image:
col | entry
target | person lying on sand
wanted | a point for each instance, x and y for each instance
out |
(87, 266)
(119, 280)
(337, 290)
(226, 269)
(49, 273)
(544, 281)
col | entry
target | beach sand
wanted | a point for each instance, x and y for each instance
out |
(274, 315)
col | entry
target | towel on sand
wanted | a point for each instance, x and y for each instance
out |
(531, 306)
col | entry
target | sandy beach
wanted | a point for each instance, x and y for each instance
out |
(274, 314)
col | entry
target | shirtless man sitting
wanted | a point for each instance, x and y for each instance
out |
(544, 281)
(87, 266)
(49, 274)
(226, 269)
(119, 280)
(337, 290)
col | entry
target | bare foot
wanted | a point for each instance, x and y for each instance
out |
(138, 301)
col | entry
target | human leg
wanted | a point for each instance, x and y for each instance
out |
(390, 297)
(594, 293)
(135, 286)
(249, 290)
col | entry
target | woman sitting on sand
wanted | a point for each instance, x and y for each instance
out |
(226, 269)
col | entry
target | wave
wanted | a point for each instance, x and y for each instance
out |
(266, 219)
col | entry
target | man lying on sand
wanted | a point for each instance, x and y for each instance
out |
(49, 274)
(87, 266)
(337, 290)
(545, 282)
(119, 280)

┄┄┄┄┄┄┄┄┄┄

*WORK REQUIRED*. Please output the listing in full, exactly as it was given above.

*TASK SOLUTION*.
image:
col | entry
target | person lying on sand
wanted | a point for each instance, x and y for each instance
out |
(87, 266)
(119, 280)
(337, 290)
(226, 269)
(49, 273)
(544, 281)
col | entry
target | beach sand
wanted | a point for each instance, x and y for each instance
out |
(274, 315)
col | entry
target | towel on sand
wanted | a point for each instance, x and y for each instance
out |
(531, 306)
col | entry
target | sandy beach
wanted | a point for each instance, x and y for each instance
out |
(274, 314)
col | entry
target | shirtless man sitting
wanted | a point for each instance, x and y for each instance
out |
(544, 281)
(87, 266)
(49, 274)
(226, 269)
(119, 280)
(337, 290)
col | entry
target | bare foot
wanted | a point for each instance, x and y for each instance
out |
(138, 301)
col | entry
target | human leg
wanted | a point for each instance, x and y for each instance
out |
(390, 297)
(594, 293)
(135, 286)
(249, 290)
col | entry
target | woman sitting on sand
wanted | a point for each instance, x and y for each instance
out |
(226, 269)
col | entry
target | wave
wanted | a point for each instance, x and y for each instance
out |
(266, 219)
col | entry
target | man lying on sand
wanted | a point for each instance, x and y for each instance
out |
(49, 274)
(87, 266)
(337, 290)
(545, 282)
(119, 280)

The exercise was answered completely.